***** TEXTE À ANALYSER *****

Et si les crises d’épilepsie étaient dictées par l’horloge interne de l’organisme ? C’est ce que suggère une étude selon laquelle la zone du cerveau impliquée dans la survenue des crises d’épilepsie subirait pendant la journée d’importantes fluctuations moléculaires.

un cerveau dessiné

Des crises d’épilepsie à des moments définis ?

Deuxième maladie neurologique après la maladie d’Alzheimer, l’épilepsie touche près de 600 000 patients en France. Elle résulte d’un dérèglement brutal et transitoire de l’activité électrique du cerveau et se manifeste par la répétition de crises soudaines, souvent très courtes et imprévisibles, prenant des formes très diverses selon les patients.

À savoir ! La crise d’épilepsie est liée à une activité anormalement élevée des cellules nerveuses, qui se matérialise par des décharges électriques responsables d’un « court-circuit » du système nerveux. L’épilepsie se manifeste par des convulsions, d’intensité plus ou moins importante, touchant soit une partie, soit la totalité du corps.

***** CONTENU DES DONNÉES *****

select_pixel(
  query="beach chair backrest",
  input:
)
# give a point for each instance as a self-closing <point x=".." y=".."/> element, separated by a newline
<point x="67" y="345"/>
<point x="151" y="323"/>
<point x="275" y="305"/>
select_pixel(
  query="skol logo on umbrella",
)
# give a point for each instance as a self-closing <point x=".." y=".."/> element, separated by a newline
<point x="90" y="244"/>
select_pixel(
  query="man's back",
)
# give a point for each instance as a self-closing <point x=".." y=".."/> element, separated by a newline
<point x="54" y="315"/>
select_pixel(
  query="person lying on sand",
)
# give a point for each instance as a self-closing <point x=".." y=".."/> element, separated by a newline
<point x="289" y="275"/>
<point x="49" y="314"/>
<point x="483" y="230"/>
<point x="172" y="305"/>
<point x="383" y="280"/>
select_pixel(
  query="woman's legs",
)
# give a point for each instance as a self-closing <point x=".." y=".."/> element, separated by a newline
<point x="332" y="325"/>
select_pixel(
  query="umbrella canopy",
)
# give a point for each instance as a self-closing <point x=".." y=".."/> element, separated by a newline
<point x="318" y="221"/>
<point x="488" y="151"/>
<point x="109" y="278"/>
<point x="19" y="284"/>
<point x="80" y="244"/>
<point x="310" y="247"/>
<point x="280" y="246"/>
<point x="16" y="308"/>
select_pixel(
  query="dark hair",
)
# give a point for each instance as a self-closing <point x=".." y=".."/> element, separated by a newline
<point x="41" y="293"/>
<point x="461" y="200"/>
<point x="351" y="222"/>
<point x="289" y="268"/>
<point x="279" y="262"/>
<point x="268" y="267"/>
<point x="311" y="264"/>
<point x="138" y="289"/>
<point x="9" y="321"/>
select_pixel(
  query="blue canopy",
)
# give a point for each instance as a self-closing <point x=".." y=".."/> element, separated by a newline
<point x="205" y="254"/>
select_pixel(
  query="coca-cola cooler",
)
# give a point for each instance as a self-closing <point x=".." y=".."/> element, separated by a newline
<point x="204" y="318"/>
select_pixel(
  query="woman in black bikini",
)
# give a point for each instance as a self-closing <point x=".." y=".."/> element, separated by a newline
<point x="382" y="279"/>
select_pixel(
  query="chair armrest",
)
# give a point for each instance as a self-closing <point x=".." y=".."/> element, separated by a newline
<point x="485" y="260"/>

*****

* **À COMPLÉTER**
[a] Réécrivez sous forme de liste le paragraphe du texte sur l'épilepsie qui commence par « Deuxième maladie neurologique », en gardant ses faits principaux.
[b] Recopiez sans rien changer le passage du texte sur l'épilepsie, de « Des crises d’épilepsie à » à « selon les patients. ».

* **CORRIGÉ**
[a]
- L'épilepsie est la deuxième maladie neurologique après la maladie d'Alzheimer.
- Elle touche près de 600 000 patients en France.
- Elle résulte d'un dérèglement brutal et transitoire de l'activité électrique du cerveau.
- Elle se manifeste par la répétition de crises soudaines, souvent très courtes et imprévisibles.
- La forme des crises varie beaucoup selon les patients.

[b]
Des crises d’épilepsie à des moments définis ?

Deuxième maladie neurologique après la maladie d’Alzheimer, l’épilepsie touche près de 600 000 patients en France. Elle résulte d’un dérèglement brutal et transitoire de l’activité électrique du cerveau et se manifeste par la répétition de crises soudaines, souvent très courtes et imprévisibles, prenant des formes très diverses selon les patients.